### Records provided
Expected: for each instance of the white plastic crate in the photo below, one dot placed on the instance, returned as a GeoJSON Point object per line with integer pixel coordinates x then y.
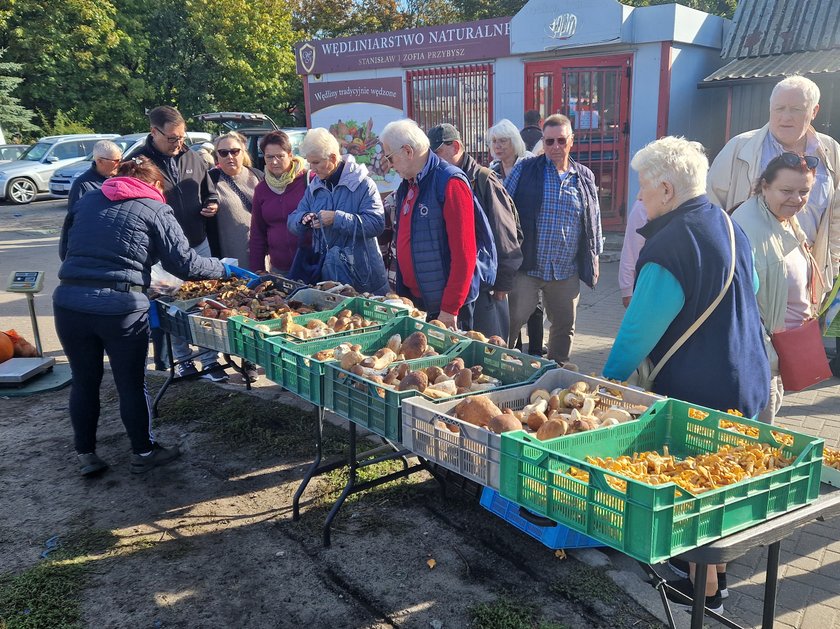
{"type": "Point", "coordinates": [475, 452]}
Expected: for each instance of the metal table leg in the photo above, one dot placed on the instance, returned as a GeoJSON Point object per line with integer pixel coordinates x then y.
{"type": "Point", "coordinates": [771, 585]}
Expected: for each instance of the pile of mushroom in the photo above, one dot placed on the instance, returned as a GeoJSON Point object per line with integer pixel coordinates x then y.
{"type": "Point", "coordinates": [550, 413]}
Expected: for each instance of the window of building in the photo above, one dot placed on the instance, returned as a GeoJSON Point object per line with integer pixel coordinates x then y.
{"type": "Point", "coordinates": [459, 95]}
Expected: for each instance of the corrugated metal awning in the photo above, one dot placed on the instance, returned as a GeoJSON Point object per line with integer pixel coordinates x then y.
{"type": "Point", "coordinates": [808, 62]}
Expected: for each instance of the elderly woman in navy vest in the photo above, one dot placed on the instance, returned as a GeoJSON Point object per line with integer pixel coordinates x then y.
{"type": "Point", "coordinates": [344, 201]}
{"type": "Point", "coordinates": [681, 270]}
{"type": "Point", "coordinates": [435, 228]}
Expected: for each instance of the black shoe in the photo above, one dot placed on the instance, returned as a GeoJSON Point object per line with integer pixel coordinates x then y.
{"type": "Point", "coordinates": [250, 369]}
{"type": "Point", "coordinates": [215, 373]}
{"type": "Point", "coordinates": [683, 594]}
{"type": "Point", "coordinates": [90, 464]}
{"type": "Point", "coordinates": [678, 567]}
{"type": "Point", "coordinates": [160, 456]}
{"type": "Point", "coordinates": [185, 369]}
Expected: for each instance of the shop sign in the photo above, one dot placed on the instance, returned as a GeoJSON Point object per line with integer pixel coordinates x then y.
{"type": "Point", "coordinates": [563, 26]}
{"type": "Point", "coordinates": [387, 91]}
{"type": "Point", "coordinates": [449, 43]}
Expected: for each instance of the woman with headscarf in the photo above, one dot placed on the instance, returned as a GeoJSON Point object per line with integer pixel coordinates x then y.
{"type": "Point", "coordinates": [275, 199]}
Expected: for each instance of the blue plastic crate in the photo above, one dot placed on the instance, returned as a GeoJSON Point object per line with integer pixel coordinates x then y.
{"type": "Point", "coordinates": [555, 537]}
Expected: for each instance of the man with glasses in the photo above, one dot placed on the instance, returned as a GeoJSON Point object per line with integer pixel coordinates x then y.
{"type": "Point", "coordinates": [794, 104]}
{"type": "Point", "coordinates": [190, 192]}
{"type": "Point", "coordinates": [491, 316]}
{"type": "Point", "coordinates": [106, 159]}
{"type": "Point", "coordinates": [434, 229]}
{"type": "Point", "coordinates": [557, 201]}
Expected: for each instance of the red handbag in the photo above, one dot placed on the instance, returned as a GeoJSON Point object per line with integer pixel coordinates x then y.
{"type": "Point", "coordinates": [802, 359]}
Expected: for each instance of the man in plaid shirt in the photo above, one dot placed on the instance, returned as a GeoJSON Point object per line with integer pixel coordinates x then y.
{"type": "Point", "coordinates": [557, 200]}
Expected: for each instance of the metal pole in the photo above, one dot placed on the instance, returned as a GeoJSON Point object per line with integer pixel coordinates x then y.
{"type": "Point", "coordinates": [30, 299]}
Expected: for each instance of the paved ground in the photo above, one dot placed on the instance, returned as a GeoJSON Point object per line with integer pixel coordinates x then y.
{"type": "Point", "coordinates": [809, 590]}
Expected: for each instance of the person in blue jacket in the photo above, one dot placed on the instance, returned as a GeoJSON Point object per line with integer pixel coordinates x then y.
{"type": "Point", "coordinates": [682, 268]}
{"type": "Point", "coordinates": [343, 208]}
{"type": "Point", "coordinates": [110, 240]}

### Required work
The records above are to be duplicated exactly, pictures left out.

### Solved exercise
Expected: for each instance of the white plastic crate in the photo below, one dot placed on the instance, returned as a GeoJSON Point object per line with integer pixel coordinates x then y.
{"type": "Point", "coordinates": [475, 452]}
Expected: for each instance of the metal table leg in the photo above, one dot placed on the instance, returned as a GeoJSON Point object per line with integer pixel coordinates x then y.
{"type": "Point", "coordinates": [771, 585]}
Expected: for each instance of the pile of mushroom in the photo above, one dot placed on the instance, returned as a GeoJSON Point object per line with integer pixel coordinates x then y.
{"type": "Point", "coordinates": [550, 413]}
Expected: for each instance of the window of building in the photo above, one dot placed on the instance, returned as a GeoJSON Point object per line with integer pixel coordinates x then y.
{"type": "Point", "coordinates": [459, 95]}
Expected: for each instance of the corrugated metal awning in the photo above, one dot placed on the instance, returned as a GeoJSON Point object per line with integer pixel coordinates x then y.
{"type": "Point", "coordinates": [808, 62]}
Expected: for each instance of the elderly woman in navy vest in the photo above, one dot placed on the instance, returned as a GeoJSON Point object per line with integer pixel coordinates x then y.
{"type": "Point", "coordinates": [344, 201]}
{"type": "Point", "coordinates": [681, 270]}
{"type": "Point", "coordinates": [435, 228]}
Expected: for each instance of the black shoe in the photo above, one dot placed on the instance, returned as a GeoJSON Point object per line with integer pixel coordinates x then y.
{"type": "Point", "coordinates": [250, 369]}
{"type": "Point", "coordinates": [215, 373]}
{"type": "Point", "coordinates": [683, 594]}
{"type": "Point", "coordinates": [90, 464]}
{"type": "Point", "coordinates": [678, 567]}
{"type": "Point", "coordinates": [160, 456]}
{"type": "Point", "coordinates": [185, 369]}
Expected: for each instance of the shop sign in the photo above, one dot placed on the instance, returned as a GeoJSON Point object per line with integer pixel coordinates x then y.
{"type": "Point", "coordinates": [563, 26]}
{"type": "Point", "coordinates": [387, 91]}
{"type": "Point", "coordinates": [449, 43]}
Expected: for each instance of the woman with headscarf in the photo above, one dot placed on the instance, returned as a GeoJSON Point object per line with integer pixel coordinates x then y.
{"type": "Point", "coordinates": [275, 199]}
Expected: for each instance of the blue plastic crate in the photo above, one dot placed on the instance, returned as a GeoJSON Point object per line with integer pixel coordinates x then y.
{"type": "Point", "coordinates": [555, 537]}
Expected: for each instance of the man with glasses in the photo above, one dot placed on the instance, returned as a GeoJSON Point object per line with integer pixel coordinates x then y.
{"type": "Point", "coordinates": [794, 104]}
{"type": "Point", "coordinates": [190, 192]}
{"type": "Point", "coordinates": [491, 316]}
{"type": "Point", "coordinates": [106, 159]}
{"type": "Point", "coordinates": [434, 229]}
{"type": "Point", "coordinates": [557, 201]}
Expected: for each instance of the red handbag in the photo above, one dot placed on the instance, returned as a GeoJSON Point object per line with integer pixel coordinates x then y.
{"type": "Point", "coordinates": [802, 359]}
Expected: for each instance of the man in plaid shirt in the photo above, one dot placed on the instance, returned as a GeoJSON Point object per line with integer pixel coordinates x then y.
{"type": "Point", "coordinates": [557, 200]}
Expected: for each instance of the metal pole in the photo above, one dot placed on the instance, returned as a GeoJSON Point object per line with integer pixel coordinates x then y.
{"type": "Point", "coordinates": [30, 299]}
Expected: for each instance of the paved ground in the photo above, one dot placed on the instance, returned as a GeoJSON Point object per line with integer pixel coordinates x then y.
{"type": "Point", "coordinates": [809, 590]}
Expected: for each instance of the person in blue jacket in the photo above, one dot placed on the instance, returned as a GeoJSON Point object per line with integer pixel coordinates x then y.
{"type": "Point", "coordinates": [682, 268]}
{"type": "Point", "coordinates": [343, 208]}
{"type": "Point", "coordinates": [110, 240]}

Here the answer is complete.